• **WHAT YOU NEED TO DO**
Transcribe the records verbatim, images excluded.

• **RECORDED DATA**

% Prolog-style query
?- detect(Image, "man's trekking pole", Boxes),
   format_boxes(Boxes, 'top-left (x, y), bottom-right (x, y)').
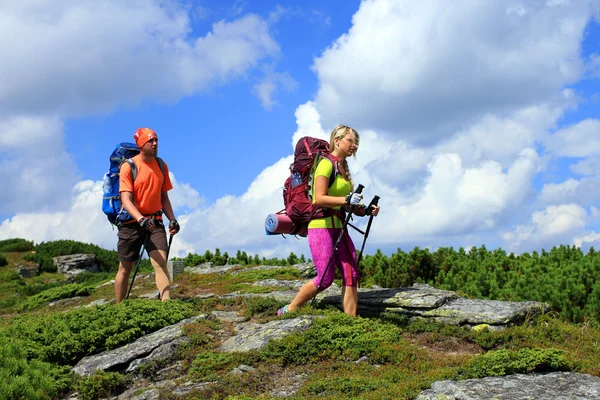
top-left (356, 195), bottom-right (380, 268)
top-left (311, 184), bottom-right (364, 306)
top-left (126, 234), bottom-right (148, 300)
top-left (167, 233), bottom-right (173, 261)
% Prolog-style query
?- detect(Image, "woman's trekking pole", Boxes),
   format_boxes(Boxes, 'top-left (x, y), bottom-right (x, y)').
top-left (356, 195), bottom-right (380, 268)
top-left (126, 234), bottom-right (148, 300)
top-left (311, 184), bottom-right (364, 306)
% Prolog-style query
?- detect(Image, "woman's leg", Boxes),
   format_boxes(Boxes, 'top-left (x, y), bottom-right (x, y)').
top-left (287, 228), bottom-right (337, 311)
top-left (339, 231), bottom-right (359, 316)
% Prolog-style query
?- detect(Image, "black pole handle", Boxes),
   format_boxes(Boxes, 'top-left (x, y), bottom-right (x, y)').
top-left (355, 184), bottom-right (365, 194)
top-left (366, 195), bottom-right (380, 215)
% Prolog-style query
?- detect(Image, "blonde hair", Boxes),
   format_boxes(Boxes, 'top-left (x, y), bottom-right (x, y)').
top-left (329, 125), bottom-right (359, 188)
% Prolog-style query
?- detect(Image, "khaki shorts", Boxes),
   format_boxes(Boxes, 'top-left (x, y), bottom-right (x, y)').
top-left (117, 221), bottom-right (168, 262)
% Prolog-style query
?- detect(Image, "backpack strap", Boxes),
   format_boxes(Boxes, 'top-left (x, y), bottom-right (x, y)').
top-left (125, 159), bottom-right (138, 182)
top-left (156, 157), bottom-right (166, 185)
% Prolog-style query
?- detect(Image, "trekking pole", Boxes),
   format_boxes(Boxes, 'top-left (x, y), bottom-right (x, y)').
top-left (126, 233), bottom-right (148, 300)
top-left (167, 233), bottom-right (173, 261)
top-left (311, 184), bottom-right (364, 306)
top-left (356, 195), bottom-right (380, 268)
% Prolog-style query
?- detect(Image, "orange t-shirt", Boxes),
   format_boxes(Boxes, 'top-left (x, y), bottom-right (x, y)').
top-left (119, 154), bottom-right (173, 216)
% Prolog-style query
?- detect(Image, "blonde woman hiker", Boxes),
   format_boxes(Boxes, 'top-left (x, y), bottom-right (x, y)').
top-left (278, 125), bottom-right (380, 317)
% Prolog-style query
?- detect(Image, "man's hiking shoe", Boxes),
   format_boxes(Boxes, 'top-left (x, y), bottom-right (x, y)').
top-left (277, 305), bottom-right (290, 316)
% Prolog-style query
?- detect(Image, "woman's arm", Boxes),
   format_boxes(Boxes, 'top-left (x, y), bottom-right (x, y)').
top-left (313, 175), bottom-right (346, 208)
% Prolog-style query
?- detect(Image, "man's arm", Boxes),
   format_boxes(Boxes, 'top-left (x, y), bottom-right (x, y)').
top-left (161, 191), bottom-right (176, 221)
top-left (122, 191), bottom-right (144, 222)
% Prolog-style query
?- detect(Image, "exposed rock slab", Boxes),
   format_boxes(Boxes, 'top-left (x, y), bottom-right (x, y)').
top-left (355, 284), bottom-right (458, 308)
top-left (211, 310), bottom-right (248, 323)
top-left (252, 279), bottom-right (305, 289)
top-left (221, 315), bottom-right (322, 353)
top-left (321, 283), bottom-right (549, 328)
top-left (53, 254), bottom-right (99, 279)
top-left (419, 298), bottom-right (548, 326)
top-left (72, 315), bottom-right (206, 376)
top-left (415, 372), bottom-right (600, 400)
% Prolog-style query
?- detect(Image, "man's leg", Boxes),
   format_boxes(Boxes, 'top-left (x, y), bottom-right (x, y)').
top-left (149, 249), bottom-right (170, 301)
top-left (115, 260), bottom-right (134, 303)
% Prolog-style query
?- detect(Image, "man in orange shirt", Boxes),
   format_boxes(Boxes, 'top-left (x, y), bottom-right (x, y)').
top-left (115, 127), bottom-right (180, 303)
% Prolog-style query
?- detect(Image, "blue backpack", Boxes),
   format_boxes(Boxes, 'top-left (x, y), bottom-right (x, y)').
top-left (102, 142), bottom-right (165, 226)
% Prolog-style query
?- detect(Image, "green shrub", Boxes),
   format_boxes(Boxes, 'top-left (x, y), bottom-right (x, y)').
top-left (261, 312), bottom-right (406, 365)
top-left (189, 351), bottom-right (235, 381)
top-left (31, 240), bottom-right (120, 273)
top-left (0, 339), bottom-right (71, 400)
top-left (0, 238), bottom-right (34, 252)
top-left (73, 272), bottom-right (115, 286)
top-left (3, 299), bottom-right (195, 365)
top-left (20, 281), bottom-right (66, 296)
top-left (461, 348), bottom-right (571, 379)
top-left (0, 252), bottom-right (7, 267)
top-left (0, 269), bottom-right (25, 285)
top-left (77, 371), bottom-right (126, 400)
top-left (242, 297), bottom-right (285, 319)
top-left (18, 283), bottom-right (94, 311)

• **SOLUTION TO THIS PROBLEM**
% Prolog-style query
?- detect(Image, "man's trekking pole", Boxes),
   format_boxes(Boxes, 'top-left (x, y), bottom-right (x, y)').
top-left (356, 195), bottom-right (380, 268)
top-left (311, 184), bottom-right (364, 306)
top-left (126, 234), bottom-right (148, 300)
top-left (167, 233), bottom-right (173, 261)
% Prolog-style query
?- detect(Image, "woman's trekking pole", Boxes),
   format_boxes(Boxes, 'top-left (x, y), bottom-right (x, y)').
top-left (356, 195), bottom-right (380, 268)
top-left (126, 234), bottom-right (148, 300)
top-left (311, 184), bottom-right (364, 306)
% Prolog-style query
?- detect(Image, "woman's leg", Boxes),
   format_boxes(Boxes, 'top-left (x, y), bottom-right (x, y)').
top-left (287, 228), bottom-right (337, 311)
top-left (339, 231), bottom-right (359, 316)
% Prolog-style query
?- detect(Image, "black pole handle", Boxes),
   format_boxes(Boxes, 'top-left (x, y), bottom-right (x, y)').
top-left (355, 184), bottom-right (365, 194)
top-left (366, 195), bottom-right (380, 215)
% Prolog-style query
?- detect(Image, "blonde hair", Boxes),
   format_boxes(Boxes, 'top-left (x, y), bottom-right (x, y)').
top-left (329, 125), bottom-right (359, 188)
% Prolog-style query
?- detect(Image, "khaki shorts", Boxes),
   format_boxes(Boxes, 'top-left (x, y), bottom-right (x, y)').
top-left (117, 221), bottom-right (168, 262)
% Prolog-style query
?- detect(Image, "backpack strap", Boxes),
   format_boxes(Boxes, 'top-left (x, y), bottom-right (x, y)').
top-left (125, 159), bottom-right (138, 182)
top-left (156, 157), bottom-right (166, 185)
% Prolog-style query
?- detect(Image, "trekking pole", Boxes),
   format_boxes(Boxes, 'top-left (x, y), bottom-right (x, y)').
top-left (126, 233), bottom-right (148, 300)
top-left (167, 233), bottom-right (173, 261)
top-left (311, 184), bottom-right (364, 306)
top-left (356, 195), bottom-right (380, 268)
% Prolog-style query
?- detect(Image, "orange t-shirt", Boxes),
   format_boxes(Boxes, 'top-left (x, y), bottom-right (x, y)').
top-left (119, 154), bottom-right (173, 216)
% Prolog-style query
?- detect(Image, "blonde woman hiker", Boxes),
   format_boxes(Boxes, 'top-left (x, y), bottom-right (x, y)').
top-left (278, 125), bottom-right (380, 317)
% Prolog-style query
?- detect(Image, "man's hiking shoe", Boxes),
   format_boxes(Boxes, 'top-left (x, y), bottom-right (x, y)').
top-left (277, 305), bottom-right (290, 316)
% Prolog-style query
?- detect(Image, "woman's arm", Boxes),
   format_boxes(Boxes, 'top-left (x, y), bottom-right (x, y)').
top-left (313, 175), bottom-right (346, 208)
% Prolog-style query
?- detect(Image, "man's arm", Boxes),
   format_boxes(Boxes, 'top-left (x, y), bottom-right (x, y)').
top-left (161, 191), bottom-right (176, 221)
top-left (122, 191), bottom-right (144, 222)
% Prolog-style query
?- detect(Image, "exposed rock slab", Boxes),
   format_boxes(Boxes, 'top-left (x, y), bottom-right (x, y)').
top-left (355, 284), bottom-right (458, 308)
top-left (211, 310), bottom-right (248, 323)
top-left (252, 279), bottom-right (305, 289)
top-left (221, 315), bottom-right (322, 353)
top-left (321, 283), bottom-right (549, 328)
top-left (53, 254), bottom-right (99, 279)
top-left (419, 298), bottom-right (548, 326)
top-left (72, 315), bottom-right (206, 376)
top-left (415, 372), bottom-right (600, 400)
% Prolog-style query
?- detect(Image, "man's leg", Boxes),
   format_boxes(Boxes, 'top-left (x, y), bottom-right (x, y)').
top-left (149, 249), bottom-right (170, 301)
top-left (115, 260), bottom-right (134, 303)
% Prolog-style query
?- detect(Image, "man in orange shirt", Boxes),
   format_boxes(Boxes, 'top-left (x, y), bottom-right (x, y)').
top-left (115, 127), bottom-right (180, 303)
% Prolog-style query
?- detect(Image, "blue backpack", Boxes),
   format_boxes(Boxes, 'top-left (x, y), bottom-right (x, y)').
top-left (102, 142), bottom-right (165, 226)
% Prolog-style query
?- detect(Image, "green shrub", Boxes),
   format_boxes(Boxes, 'top-left (x, y), bottom-right (x, y)').
top-left (261, 312), bottom-right (406, 365)
top-left (189, 351), bottom-right (235, 381)
top-left (31, 240), bottom-right (120, 273)
top-left (0, 339), bottom-right (71, 400)
top-left (0, 238), bottom-right (34, 252)
top-left (73, 272), bottom-right (115, 286)
top-left (3, 299), bottom-right (195, 365)
top-left (20, 281), bottom-right (66, 296)
top-left (461, 348), bottom-right (571, 379)
top-left (0, 252), bottom-right (7, 267)
top-left (0, 269), bottom-right (25, 285)
top-left (77, 371), bottom-right (126, 400)
top-left (242, 297), bottom-right (285, 319)
top-left (18, 283), bottom-right (94, 311)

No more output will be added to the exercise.